### TASK REQUIREMENTS
Your task is to reproduce exactly the lines from the line with "Question. Indicate each instance of the thin" through the end of the records below.

[Dataset excerpts on object pointing]
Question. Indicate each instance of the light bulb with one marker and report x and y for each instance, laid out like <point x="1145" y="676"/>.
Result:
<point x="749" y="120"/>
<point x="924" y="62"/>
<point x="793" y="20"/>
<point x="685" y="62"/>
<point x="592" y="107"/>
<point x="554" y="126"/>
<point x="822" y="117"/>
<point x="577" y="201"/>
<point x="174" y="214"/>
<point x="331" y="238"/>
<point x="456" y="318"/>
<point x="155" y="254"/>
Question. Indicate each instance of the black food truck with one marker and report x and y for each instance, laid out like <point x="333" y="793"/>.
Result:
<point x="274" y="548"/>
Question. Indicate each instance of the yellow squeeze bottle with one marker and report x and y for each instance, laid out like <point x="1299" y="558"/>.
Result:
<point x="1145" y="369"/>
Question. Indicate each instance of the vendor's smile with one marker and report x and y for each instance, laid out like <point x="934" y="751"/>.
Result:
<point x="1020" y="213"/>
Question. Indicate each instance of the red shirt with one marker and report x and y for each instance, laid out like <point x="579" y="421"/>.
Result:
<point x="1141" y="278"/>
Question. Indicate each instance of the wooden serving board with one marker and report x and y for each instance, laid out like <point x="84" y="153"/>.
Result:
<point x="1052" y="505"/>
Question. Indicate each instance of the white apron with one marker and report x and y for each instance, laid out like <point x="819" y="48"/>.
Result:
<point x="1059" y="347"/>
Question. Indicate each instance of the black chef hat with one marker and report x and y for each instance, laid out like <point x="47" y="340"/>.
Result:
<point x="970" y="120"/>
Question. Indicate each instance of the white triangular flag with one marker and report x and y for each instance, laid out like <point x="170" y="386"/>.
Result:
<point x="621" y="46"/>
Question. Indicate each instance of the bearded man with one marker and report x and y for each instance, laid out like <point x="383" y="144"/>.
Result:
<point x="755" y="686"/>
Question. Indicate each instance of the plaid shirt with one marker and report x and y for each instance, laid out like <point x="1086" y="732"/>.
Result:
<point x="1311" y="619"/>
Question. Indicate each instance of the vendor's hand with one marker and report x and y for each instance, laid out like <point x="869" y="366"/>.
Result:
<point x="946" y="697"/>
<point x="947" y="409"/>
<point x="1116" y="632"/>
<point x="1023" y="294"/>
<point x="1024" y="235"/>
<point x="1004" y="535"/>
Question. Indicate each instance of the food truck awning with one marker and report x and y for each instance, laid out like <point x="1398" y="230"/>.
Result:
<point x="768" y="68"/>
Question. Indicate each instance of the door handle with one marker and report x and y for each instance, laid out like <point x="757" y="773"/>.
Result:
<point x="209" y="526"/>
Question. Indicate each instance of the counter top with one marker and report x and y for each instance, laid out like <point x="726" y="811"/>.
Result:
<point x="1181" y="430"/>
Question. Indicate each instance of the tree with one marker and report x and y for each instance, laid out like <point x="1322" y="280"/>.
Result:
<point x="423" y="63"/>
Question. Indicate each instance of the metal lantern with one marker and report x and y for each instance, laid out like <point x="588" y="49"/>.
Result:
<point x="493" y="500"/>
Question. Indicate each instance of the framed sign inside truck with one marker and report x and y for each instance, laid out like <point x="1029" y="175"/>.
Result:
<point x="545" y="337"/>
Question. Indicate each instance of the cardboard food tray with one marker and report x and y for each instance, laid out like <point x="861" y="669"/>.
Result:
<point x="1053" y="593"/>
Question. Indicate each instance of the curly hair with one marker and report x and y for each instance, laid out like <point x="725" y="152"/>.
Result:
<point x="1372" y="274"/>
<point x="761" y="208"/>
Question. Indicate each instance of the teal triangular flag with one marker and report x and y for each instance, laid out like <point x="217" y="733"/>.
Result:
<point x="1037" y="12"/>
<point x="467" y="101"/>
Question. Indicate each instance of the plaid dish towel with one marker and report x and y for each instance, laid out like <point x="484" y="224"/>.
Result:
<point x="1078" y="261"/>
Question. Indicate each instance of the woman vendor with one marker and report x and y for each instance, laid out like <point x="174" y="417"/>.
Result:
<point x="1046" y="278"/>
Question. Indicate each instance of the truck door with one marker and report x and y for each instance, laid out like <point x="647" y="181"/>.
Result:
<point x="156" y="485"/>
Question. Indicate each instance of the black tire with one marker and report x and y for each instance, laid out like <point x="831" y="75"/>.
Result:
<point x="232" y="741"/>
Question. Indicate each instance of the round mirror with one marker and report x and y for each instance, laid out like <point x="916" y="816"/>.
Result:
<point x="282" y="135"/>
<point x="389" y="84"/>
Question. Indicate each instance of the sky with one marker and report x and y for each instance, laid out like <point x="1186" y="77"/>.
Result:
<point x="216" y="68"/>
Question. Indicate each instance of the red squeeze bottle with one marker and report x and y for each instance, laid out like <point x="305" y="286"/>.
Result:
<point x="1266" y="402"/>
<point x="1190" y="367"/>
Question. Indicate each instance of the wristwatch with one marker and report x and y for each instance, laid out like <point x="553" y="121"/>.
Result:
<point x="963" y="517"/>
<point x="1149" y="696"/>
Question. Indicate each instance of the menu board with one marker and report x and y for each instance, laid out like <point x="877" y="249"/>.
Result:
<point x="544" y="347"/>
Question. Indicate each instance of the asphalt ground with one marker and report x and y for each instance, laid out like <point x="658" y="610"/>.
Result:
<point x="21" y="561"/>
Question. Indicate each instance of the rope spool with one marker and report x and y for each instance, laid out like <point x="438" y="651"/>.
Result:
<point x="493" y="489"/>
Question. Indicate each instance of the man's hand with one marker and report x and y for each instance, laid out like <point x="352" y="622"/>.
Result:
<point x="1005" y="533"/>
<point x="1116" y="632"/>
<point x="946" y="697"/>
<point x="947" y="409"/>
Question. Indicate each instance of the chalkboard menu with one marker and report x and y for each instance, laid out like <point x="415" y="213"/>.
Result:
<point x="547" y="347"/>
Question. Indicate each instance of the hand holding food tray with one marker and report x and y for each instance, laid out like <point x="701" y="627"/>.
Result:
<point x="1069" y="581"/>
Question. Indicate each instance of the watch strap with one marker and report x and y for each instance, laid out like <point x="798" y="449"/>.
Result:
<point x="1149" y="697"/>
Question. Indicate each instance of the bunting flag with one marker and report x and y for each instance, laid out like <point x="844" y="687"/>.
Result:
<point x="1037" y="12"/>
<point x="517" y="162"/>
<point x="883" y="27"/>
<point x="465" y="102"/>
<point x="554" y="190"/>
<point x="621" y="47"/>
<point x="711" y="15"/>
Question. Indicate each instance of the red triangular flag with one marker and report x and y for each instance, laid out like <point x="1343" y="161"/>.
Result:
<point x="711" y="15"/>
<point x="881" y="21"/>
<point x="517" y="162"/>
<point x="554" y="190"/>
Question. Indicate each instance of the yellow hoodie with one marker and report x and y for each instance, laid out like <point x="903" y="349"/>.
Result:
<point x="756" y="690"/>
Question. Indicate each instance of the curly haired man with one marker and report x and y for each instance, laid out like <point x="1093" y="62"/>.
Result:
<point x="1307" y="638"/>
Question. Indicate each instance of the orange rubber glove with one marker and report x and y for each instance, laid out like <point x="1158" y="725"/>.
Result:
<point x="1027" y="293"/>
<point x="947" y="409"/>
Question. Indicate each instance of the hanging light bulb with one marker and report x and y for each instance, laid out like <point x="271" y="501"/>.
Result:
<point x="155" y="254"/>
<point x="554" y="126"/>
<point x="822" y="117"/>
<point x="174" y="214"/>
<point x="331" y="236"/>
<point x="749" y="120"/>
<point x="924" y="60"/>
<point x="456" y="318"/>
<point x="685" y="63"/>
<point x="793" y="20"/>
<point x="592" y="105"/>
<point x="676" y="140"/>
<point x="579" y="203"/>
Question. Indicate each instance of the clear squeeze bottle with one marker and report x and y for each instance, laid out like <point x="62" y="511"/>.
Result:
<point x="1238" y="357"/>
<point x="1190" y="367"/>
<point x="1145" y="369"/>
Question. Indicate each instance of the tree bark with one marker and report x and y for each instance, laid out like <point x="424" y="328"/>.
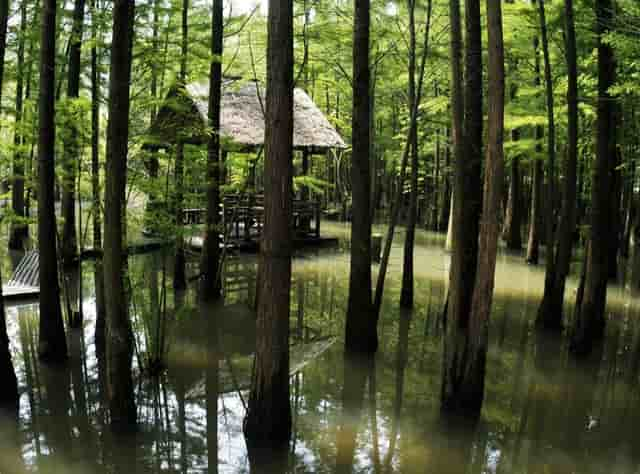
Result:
<point x="211" y="250"/>
<point x="406" y="292"/>
<point x="71" y="143"/>
<point x="119" y="332"/>
<point x="95" y="180"/>
<point x="268" y="422"/>
<point x="490" y="225"/>
<point x="361" y="333"/>
<point x="457" y="394"/>
<point x="19" y="230"/>
<point x="559" y="250"/>
<point x="9" y="391"/>
<point x="513" y="218"/>
<point x="52" y="343"/>
<point x="589" y="322"/>
<point x="180" y="276"/>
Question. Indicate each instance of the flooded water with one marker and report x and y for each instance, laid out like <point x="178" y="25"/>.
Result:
<point x="543" y="413"/>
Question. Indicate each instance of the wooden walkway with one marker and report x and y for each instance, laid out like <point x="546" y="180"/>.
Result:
<point x="24" y="283"/>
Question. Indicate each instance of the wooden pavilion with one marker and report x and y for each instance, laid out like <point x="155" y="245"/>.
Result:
<point x="183" y="118"/>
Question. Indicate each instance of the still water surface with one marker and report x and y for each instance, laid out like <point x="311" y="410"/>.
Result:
<point x="543" y="413"/>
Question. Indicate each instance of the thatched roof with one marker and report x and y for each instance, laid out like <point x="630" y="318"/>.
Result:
<point x="185" y="114"/>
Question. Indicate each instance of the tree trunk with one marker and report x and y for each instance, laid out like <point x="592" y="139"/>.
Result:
<point x="119" y="333"/>
<point x="490" y="225"/>
<point x="559" y="250"/>
<point x="268" y="421"/>
<point x="95" y="180"/>
<point x="615" y="197"/>
<point x="513" y="218"/>
<point x="589" y="322"/>
<point x="52" y="342"/>
<point x="211" y="250"/>
<point x="361" y="334"/>
<point x="446" y="195"/>
<point x="180" y="275"/>
<point x="71" y="144"/>
<point x="9" y="391"/>
<point x="406" y="292"/>
<point x="535" y="224"/>
<point x="458" y="394"/>
<point x="19" y="230"/>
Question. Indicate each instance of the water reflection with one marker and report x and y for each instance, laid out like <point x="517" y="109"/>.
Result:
<point x="543" y="413"/>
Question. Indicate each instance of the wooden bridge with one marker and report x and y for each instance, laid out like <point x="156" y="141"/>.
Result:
<point x="243" y="220"/>
<point x="24" y="283"/>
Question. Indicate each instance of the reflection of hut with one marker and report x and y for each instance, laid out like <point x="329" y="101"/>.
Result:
<point x="184" y="117"/>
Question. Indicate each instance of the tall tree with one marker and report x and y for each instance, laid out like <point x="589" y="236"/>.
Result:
<point x="211" y="248"/>
<point x="268" y="420"/>
<point x="559" y="251"/>
<point x="180" y="276"/>
<point x="406" y="292"/>
<point x="19" y="229"/>
<point x="9" y="391"/>
<point x="589" y="321"/>
<point x="361" y="332"/>
<point x="119" y="333"/>
<point x="458" y="394"/>
<point x="72" y="147"/>
<point x="95" y="178"/>
<point x="490" y="223"/>
<point x="52" y="342"/>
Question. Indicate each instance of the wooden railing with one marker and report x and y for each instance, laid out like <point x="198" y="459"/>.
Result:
<point x="243" y="217"/>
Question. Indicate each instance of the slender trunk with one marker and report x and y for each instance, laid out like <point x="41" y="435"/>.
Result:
<point x="71" y="143"/>
<point x="95" y="179"/>
<point x="19" y="229"/>
<point x="615" y="197"/>
<point x="457" y="394"/>
<point x="180" y="276"/>
<point x="513" y="218"/>
<point x="211" y="248"/>
<point x="9" y="391"/>
<point x="490" y="225"/>
<point x="535" y="224"/>
<point x="361" y="333"/>
<point x="119" y="332"/>
<point x="268" y="421"/>
<point x="560" y="249"/>
<point x="52" y="342"/>
<point x="589" y="322"/>
<point x="446" y="194"/>
<point x="406" y="292"/>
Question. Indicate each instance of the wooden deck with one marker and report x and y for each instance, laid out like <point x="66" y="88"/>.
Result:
<point x="19" y="293"/>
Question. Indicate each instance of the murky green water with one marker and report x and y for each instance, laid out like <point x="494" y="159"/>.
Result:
<point x="542" y="414"/>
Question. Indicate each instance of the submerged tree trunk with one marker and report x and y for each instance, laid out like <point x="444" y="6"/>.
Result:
<point x="95" y="180"/>
<point x="361" y="333"/>
<point x="559" y="250"/>
<point x="119" y="332"/>
<point x="268" y="421"/>
<point x="211" y="249"/>
<point x="589" y="322"/>
<point x="180" y="275"/>
<point x="535" y="224"/>
<point x="406" y="292"/>
<point x="9" y="390"/>
<point x="71" y="144"/>
<point x="458" y="393"/>
<point x="52" y="342"/>
<point x="19" y="230"/>
<point x="490" y="224"/>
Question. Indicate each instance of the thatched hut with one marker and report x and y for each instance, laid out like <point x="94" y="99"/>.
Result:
<point x="184" y="117"/>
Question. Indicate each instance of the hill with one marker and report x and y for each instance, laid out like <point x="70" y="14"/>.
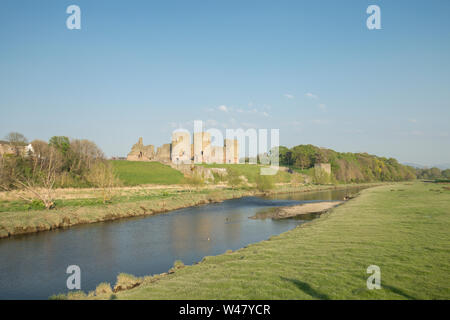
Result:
<point x="347" y="167"/>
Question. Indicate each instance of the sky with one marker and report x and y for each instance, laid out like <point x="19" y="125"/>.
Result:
<point x="311" y="69"/>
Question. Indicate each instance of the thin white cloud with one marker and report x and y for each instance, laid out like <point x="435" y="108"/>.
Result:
<point x="311" y="95"/>
<point x="223" y="108"/>
<point x="320" y="121"/>
<point x="322" y="106"/>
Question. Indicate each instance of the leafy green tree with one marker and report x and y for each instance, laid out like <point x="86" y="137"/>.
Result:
<point x="60" y="143"/>
<point x="16" y="139"/>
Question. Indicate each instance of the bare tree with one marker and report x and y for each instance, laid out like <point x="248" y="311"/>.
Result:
<point x="84" y="154"/>
<point x="101" y="175"/>
<point x="16" y="139"/>
<point x="39" y="179"/>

### ANSWER TO THE TASK
Question. Indicate each instance of the thin white cloud with one marker and report x and y for each instance, laid out like <point x="435" y="108"/>.
Result:
<point x="311" y="95"/>
<point x="223" y="108"/>
<point x="320" y="121"/>
<point x="322" y="106"/>
Question. Indicate each instance of the leafy green tree with one marker and report x and y for each instance, laid out like <point x="86" y="137"/>.
Result:
<point x="60" y="143"/>
<point x="16" y="139"/>
Question. Indicate each instance of the bare tree with one marker and report x and y for each instance, laid out like <point x="248" y="311"/>.
Result:
<point x="84" y="154"/>
<point x="101" y="175"/>
<point x="16" y="139"/>
<point x="39" y="179"/>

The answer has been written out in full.